++++ EXCERPTED PASSAGE ++++

The time plot shows that the closing price have a positive increasing trend over time. The mean of the values is not consistent over time. There is no variation observed. Hence the time series is not stationary.
The ACF plot shows the lags are positive but decreasing over time.It is not quickly converging to 0. The value of r1 is large and positive.There is a strong autocorrelation among the lags.The data is not white noise because 95% of the spikes in the ACF does not lie within ± 1.96 of the blue line. Hence the closing price should be differenced.
The PACF plot shows a strong autocorrelation at lag1.The PACF for a stationary time series would be 0 for all of the lags. Hence the time series is not stationary.
A very low value of p(0.01) indicates that we can reject the null hypothesis.The data is not stationary.
Post performing the differencing checks on the closing price,the value indicates teh need for only first-order differencing.
# Data preparation
amazon_2015 <- gafa_stock |>
filter(Symbol == "AMZN", year(Date) == 2015)
# Original Plot
amazon_2015 |>
autoplot(Close) + labs(subtitle = "Amazon daily closing stock price")
# Time plot with ACF and PACF
amazon_2015 |>
gg_tsdisplay(Close, plot_type='partial') + labs(subtitle = "Amazon daily closing stock price")
# p value
amazon_2015 |>
features(Close, unitroot_kpss)
## # A tibble: 1 × 3
## Symbol kpss_stat kpss_pvalue
## <chr> <dbl> <dbl>
## 1 AMZN 4.02 0.01
# number of differences needed
amazon_2015 |>
features(Close, unitroot_ndiffs)
## # A tibble: 1 × 2
## Symbol ndiffs
## <chr> <int>
## 1 AMZN 1
# Differenced plot
amazon_2015 |> ACF(difference(Close)) |>
autoplot() + labs(subtitle = "Changes in Amazon closing stock price(differenced)")

++++ MATERIAL SUPPLIED ++++

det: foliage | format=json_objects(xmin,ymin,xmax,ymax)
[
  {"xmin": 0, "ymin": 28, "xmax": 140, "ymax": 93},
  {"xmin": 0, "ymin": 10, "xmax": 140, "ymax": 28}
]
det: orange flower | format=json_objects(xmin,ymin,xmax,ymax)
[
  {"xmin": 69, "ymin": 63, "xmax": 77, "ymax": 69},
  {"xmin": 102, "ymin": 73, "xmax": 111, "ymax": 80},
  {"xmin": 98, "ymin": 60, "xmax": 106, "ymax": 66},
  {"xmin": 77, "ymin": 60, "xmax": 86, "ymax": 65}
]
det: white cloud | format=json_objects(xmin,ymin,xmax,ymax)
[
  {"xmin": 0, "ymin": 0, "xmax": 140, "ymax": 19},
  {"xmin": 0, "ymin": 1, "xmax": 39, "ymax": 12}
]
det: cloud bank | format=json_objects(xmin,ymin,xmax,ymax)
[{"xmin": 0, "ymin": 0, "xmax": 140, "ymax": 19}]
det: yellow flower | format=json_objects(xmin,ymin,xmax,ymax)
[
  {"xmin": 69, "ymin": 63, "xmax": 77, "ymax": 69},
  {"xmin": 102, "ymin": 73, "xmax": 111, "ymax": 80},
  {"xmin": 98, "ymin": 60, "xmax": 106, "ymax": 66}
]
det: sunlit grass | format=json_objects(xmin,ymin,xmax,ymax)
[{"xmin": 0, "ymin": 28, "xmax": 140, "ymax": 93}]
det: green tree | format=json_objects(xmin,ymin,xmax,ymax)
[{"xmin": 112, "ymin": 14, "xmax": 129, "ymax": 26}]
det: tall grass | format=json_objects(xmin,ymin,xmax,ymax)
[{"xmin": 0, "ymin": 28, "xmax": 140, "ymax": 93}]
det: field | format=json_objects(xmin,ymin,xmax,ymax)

++++

**EXERCISE GOAL**
Answer these questions from the Amazon stock price analysis.
(a) Which stock symbol and which year does the data preparation code filter for?
(b) At which lag does the PACF plot show a strong autocorrelation?
(c) What value does the output give for kpss_stat?

**ANSWER BELOW**
(a) The symbol "AMZN" and the year 2015.
(b) Lag 1.
(c) 4.02.